--- OPDRACHT 1 ---
Bepaal of de volgende beweringen kloppen met de preek hieronder: (a) de preek werd op 1 december gehouden in kerkgebouw De Arke; (b) volgens de gelezen tekst zal de wet uit Jeruzalem uitgaan; (c) volgens de gelezen tekst worden zwaarden tot snoeimessen omgesmeed. Antwoord per bewering met ja of nee en citeer letterlijk de doorslaggevende woorden uit de preek.

--- GESELECTEERDE TEKST ---
==================================================

Een preek over Jezus als Messias

Op 1 december jl. hield ik een preek in kerkgebouw De Arke, die ik hieronder afdruk. Het is een uitwerking van de tekst die ik eerder op deze site publiceerde.

Teksten die gelezen werden:

Micha 4: 1 – 4
En het zal geschieden in het laatste der dagen: dan zal de berg van het huis des HEREN vaststaan als de hoogste der bergen, en hij zal verheven zijn boven de heuvelen. En volkeren zullen derwaarts heenstromen, en vele natiën zullen optrekken en zeggen: Komt, laten wij opgaan naar de berg des HEREN, naar het huis van de God Jakobs, opdat Hij ons lere aangaande zijn wegen en opdat wij zijn paden bewandelen. Want uit Sion zal de wet uitgaan en des HEREN woord uit Jeruzalem. En Hij zal richten tussen vele volkeren en rechtspreken over machtige natiën tot in verre landen. Dan zullen zij hun zwaarden tot ploegscharen omsmeden en hun speren tot snoeimessen; geen volk zal tegen een ander volk het zwaard opheffen, en zij zullen de oorlog niet meer leren. Maar zij zullen zitten, een ieder onder zijn wijnstok en onder zijn vijgeboom, zonder dat iemand hen opschrikt; want de mond van de HERE der heerscharen het gesproken.

==================================================

--- OPDRACHT 2 ---
Neem uit de rijen hieronder letterlijk alle regels over vanaf de regel met "Locate white teeth" tot en met de regel met "144, 293, 203, 333", beide inbegrepen.

==================================================

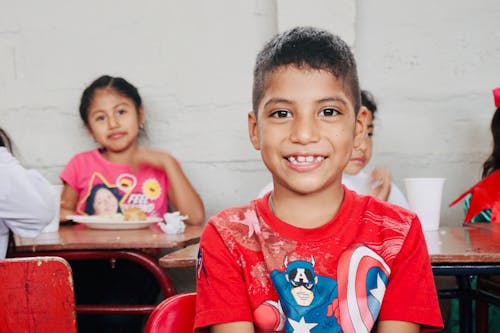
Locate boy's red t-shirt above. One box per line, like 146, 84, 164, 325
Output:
195, 187, 443, 333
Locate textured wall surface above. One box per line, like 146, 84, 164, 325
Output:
355, 0, 500, 224
0, 0, 500, 224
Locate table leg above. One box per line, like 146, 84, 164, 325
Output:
456, 275, 474, 333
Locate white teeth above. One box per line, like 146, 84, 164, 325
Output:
288, 155, 325, 165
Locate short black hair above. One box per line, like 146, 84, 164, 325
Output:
80, 75, 142, 126
361, 90, 377, 119
482, 108, 500, 178
252, 27, 361, 115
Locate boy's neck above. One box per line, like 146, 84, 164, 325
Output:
269, 186, 344, 229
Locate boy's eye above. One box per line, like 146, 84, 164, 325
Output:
271, 110, 292, 118
319, 108, 340, 117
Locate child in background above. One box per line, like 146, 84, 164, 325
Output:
464, 88, 500, 223
60, 76, 205, 333
61, 76, 205, 224
0, 128, 57, 259
342, 90, 409, 208
195, 28, 442, 333
443, 87, 500, 332
259, 90, 409, 208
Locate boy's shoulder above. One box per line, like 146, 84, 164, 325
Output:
341, 189, 417, 226
208, 201, 258, 228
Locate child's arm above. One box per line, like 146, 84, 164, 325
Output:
370, 168, 391, 201
210, 321, 255, 333
377, 320, 420, 333
133, 148, 205, 224
59, 183, 78, 222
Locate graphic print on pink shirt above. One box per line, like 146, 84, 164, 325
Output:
77, 172, 162, 216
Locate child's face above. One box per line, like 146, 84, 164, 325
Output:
87, 89, 144, 152
93, 188, 118, 215
344, 107, 373, 175
248, 66, 366, 194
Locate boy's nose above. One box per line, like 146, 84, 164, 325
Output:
290, 118, 320, 144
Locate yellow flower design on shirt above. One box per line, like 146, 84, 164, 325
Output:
142, 178, 161, 200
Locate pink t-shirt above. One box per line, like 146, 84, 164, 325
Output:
60, 149, 169, 217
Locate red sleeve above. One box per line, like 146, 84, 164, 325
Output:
195, 222, 253, 332
378, 218, 443, 332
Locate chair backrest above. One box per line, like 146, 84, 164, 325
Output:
0, 257, 76, 333
144, 293, 203, 333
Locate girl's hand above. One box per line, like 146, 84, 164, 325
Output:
59, 183, 78, 222
370, 168, 391, 201
131, 147, 205, 224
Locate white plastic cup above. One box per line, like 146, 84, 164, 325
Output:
42, 184, 64, 232
404, 178, 446, 231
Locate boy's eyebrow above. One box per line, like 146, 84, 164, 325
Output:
113, 102, 130, 109
264, 97, 347, 107
264, 98, 292, 108
318, 97, 347, 105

==================================================

--- VOLLEDIGE UITWERKING 1 ---
(a) Ja: "Op 1 december jl. hield ik een preek in kerkgebouw De Arke"
(b) Nee: "Want uit Sion zal de wet uitgaan en des HEREN woord uit Jeruzalem"
(c) Nee: "Dan zullen zij hun zwaarden tot ploegscharen omsmeden en hun speren tot snoeimessen"

--- VOLLEDIGE UITWERKING 2 ---
Locate white teeth above. One box per line, like 146, 84, 164, 325
Output:
288, 155, 325, 165
Locate short black hair above. One box per line, like 146, 84, 164, 325
Output:
80, 75, 142, 126
361, 90, 377, 119
482, 108, 500, 178
252, 27, 361, 115
Locate boy's neck above. One box per line, like 146, 84, 164, 325
Output:
269, 186, 344, 229
Locate boy's eye above. One box per line, like 146, 84, 164, 325
Output:
271, 110, 292, 118
319, 108, 340, 117
Locate child in background above. One box per line, like 146, 84, 164, 325
Output:
464, 88, 500, 223
60, 76, 205, 333
61, 76, 205, 224
0, 128, 57, 259
342, 90, 409, 208
195, 28, 442, 333
443, 87, 500, 332
259, 90, 409, 208
Locate boy's shoulder above. One box per line, like 146, 84, 164, 325
Output:
341, 189, 417, 226
208, 201, 258, 228
Locate child's arm above. One box per line, like 146, 84, 164, 325
Output:
370, 168, 391, 201
210, 321, 255, 333
377, 320, 420, 333
133, 148, 205, 224
59, 183, 78, 222
Locate graphic print on pink shirt above. One box per line, like 146, 84, 164, 325
Output:
77, 172, 162, 216
Locate child's face above. One box per line, like 146, 84, 164, 325
Output:
87, 89, 144, 152
93, 188, 118, 215
344, 107, 373, 175
248, 66, 366, 194
Locate boy's nose above. One box per line, like 146, 84, 164, 325
Output:
290, 118, 320, 144
Locate yellow flower design on shirt above. One box per line, like 146, 84, 164, 325
Output:
142, 178, 161, 200
Locate pink t-shirt above. One box per line, like 146, 84, 164, 325
Output:
60, 149, 169, 217
Locate red sleeve above. One box per line, like 146, 84, 164, 325
Output:
195, 222, 253, 332
378, 218, 443, 332
Locate chair backrest above. One box per line, like 146, 84, 164, 325
Output:
0, 257, 76, 333
144, 293, 203, 333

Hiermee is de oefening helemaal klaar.